> _Exercise aim_:
An exact copy of the records below is required, and it must contain no pictures.

(Saved entries)
******************************

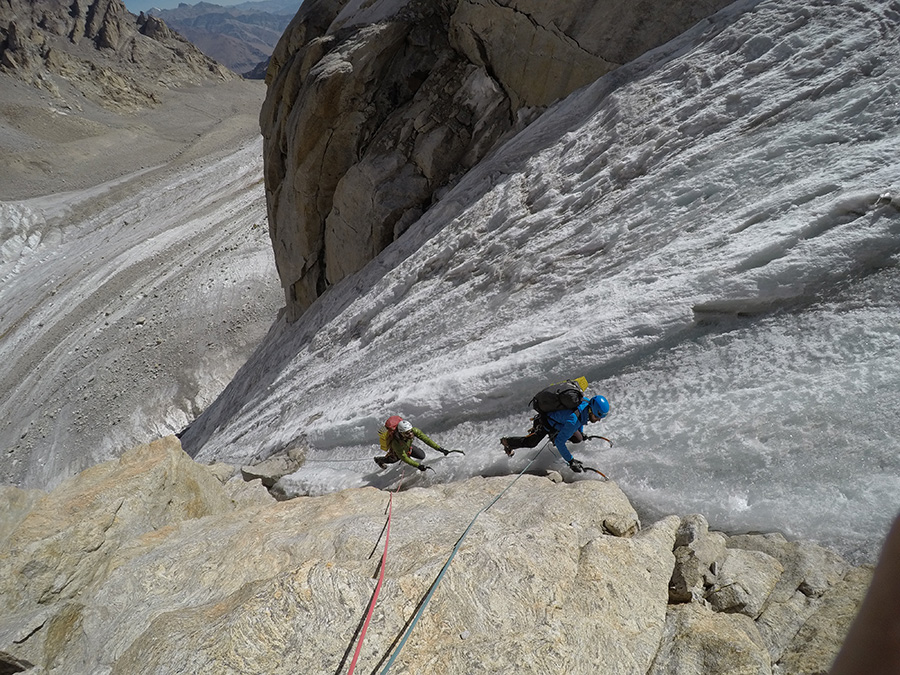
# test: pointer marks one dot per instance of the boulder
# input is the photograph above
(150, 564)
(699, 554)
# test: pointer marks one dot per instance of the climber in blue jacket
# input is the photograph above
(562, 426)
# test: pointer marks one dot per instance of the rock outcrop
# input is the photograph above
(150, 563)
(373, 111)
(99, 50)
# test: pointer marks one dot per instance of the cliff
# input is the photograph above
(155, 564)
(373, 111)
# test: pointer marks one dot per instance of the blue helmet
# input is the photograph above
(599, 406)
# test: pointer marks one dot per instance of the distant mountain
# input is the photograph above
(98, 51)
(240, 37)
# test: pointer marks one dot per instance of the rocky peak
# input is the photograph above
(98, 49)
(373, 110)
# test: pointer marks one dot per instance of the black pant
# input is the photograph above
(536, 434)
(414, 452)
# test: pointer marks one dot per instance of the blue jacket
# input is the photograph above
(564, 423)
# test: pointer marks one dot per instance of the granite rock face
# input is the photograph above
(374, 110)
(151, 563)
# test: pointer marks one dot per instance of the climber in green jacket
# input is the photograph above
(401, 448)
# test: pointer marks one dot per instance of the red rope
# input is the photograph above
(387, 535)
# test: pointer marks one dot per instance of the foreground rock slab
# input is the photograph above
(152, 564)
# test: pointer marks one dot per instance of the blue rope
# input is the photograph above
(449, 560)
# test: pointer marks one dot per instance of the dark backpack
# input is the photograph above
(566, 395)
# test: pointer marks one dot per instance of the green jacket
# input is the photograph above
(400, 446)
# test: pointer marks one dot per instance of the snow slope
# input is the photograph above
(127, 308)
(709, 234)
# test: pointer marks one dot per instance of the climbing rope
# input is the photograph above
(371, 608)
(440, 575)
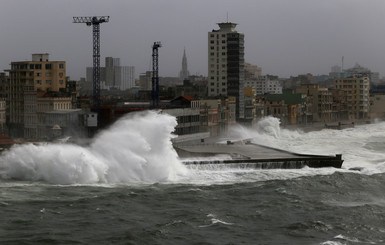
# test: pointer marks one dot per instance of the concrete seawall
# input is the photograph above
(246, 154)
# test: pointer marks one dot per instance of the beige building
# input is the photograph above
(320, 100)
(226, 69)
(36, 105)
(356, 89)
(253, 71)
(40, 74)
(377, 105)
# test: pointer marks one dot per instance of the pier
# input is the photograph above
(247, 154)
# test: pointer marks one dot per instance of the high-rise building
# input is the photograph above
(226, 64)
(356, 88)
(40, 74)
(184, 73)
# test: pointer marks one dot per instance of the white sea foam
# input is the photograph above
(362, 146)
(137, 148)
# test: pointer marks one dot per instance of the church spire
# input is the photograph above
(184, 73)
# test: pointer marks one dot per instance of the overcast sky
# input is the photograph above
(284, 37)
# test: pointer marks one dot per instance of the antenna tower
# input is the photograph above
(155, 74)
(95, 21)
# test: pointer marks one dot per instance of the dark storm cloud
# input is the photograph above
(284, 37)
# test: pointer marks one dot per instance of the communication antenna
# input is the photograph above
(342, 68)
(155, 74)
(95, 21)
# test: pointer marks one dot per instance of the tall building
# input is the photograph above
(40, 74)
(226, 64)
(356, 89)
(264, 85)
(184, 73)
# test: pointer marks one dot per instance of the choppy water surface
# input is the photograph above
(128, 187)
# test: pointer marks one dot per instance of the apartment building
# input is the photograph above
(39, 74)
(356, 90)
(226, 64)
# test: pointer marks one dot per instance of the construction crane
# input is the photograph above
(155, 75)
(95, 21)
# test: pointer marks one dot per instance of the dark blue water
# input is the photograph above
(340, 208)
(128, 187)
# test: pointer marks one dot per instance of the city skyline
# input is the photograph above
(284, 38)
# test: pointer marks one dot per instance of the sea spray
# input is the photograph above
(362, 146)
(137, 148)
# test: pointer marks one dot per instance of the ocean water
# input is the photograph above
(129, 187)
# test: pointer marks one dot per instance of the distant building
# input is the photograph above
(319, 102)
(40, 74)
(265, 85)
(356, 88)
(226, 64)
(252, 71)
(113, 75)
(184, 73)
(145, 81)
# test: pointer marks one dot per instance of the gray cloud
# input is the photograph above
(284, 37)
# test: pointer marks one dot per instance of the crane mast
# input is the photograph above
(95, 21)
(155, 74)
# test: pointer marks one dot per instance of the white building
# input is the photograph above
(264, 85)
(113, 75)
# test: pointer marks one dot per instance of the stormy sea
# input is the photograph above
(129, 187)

******************************

> _Result of the task_:
# test: pointer marks one dot per instance of the boulder
# input is the photograph above
(150, 564)
(699, 554)
# test: pointer marks one dot per instance of the climber in blue jacket
# input is the photograph above
(562, 426)
# test: pointer marks one dot per instance of the rock outcrop
# input is the photograph above
(150, 563)
(373, 111)
(99, 50)
# test: pointer marks one dot per instance of the cliff
# input is the photograph above
(155, 564)
(373, 111)
# test: pointer marks one dot per instance of the blue helmet
# input is the photograph above
(599, 406)
# test: pointer marks one dot per instance of the distant mountain
# input is the photograph above
(98, 51)
(240, 37)
# test: pointer marks one dot per instance of the rocky peak
# input is the photograph above
(98, 49)
(373, 110)
# test: pointer marks one dot per instance of the black pant
# input is the photograph above
(536, 434)
(414, 452)
# test: pointer marks one dot per instance of the blue jacket
# input is the photograph above
(564, 423)
# test: pointer marks one dot per instance of the granite rock face
# input is the photograph above
(374, 110)
(151, 563)
# test: pointer marks one dot per instance of the climber in green jacket
# input is the photograph above
(401, 448)
# test: pointer marks one dot per instance of the red rope
# input is the photograph above
(387, 535)
# test: pointer marks one dot per instance of the foreground rock slab
# input is the photograph above
(152, 564)
# test: pointer marks one dot per instance of the blue rope
# input is the photograph above
(449, 560)
# test: pointer marks one dot per instance of the dark backpack
# input is the photograph above
(566, 395)
# test: pointer marks one dot per instance of the green jacket
# input is the photograph above
(400, 446)
# test: pointer marks one dot per instance of the snow slope
# input is the photograph above
(127, 308)
(709, 234)
# test: pointer marks one dot per instance of the climbing rope
# input is the photograph above
(371, 608)
(440, 575)
# test: pointer marks one dot per instance of the concrete seawall
# input is the photograph above
(246, 154)
# test: pointer marks one dot per instance of the beige building
# input is the photograph above
(320, 100)
(226, 69)
(36, 105)
(356, 89)
(253, 71)
(40, 74)
(377, 105)
# test: pointer marks one dot per instance of the pier
# input is the photograph above
(247, 154)
# test: pointer marks one dot per instance of the high-rise building
# input is the photograph above
(226, 64)
(356, 88)
(40, 74)
(184, 73)
# test: pointer marks one dot per instance of the white sea foam
# input is the photograph above
(362, 146)
(137, 148)
# test: pointer marks one dot per instance of the church spire
# input is the photograph above
(184, 73)
# test: pointer marks one dot per instance of the overcast sky
# input is the photograph above
(284, 37)
# test: pointer marks one dot per instance of the antenna tower
# input is the photograph above
(155, 74)
(95, 21)
# test: pointer marks one dot per instance of the dark storm cloud
# input is the photograph above
(284, 37)
# test: pointer marks one dot per instance of the communication antenna
# input is the photograph above
(342, 68)
(155, 74)
(95, 21)
# test: pointer marks one dot per instance of the tall building
# input is the photograph above
(40, 74)
(226, 64)
(356, 89)
(264, 85)
(184, 73)
# test: pointer marks one dot per instance of the choppy water surface
# input is the photograph above
(128, 187)
# test: pointer marks one dot per instance of the apartment building
# input is the photograph above
(39, 74)
(356, 90)
(226, 64)
# test: pointer marks one dot per instance of the construction crane
# input is the photograph above
(155, 75)
(95, 21)
# test: pointer marks one dot per instance of the dark blue water
# input is the photograph above
(340, 208)
(128, 187)
# test: pointer marks one dot per instance of the city skyline
# input is the photograph above
(284, 38)
# test: pointer marks one dot per instance of the sea spray
# input is the photograph above
(362, 146)
(137, 148)
# test: pointer marks one dot per instance of the ocean water
# input is the photograph above
(129, 187)
# test: pointer marks one dot per instance of the distant building
# input is the photograph above
(319, 102)
(40, 74)
(265, 85)
(356, 88)
(226, 64)
(252, 71)
(113, 75)
(184, 73)
(145, 81)
# test: pointer marks one dot per instance of the gray cloud
# input is the photograph above
(284, 37)
# test: pointer marks one dot per instance of the crane mast
# input is the photograph above
(95, 21)
(155, 74)
# test: pointer marks one dot per instance of the white building
# input is the photograph above
(264, 85)
(113, 75)
# test: pointer marks one dot per instance of the stormy sea
# input is the photograph above
(129, 187)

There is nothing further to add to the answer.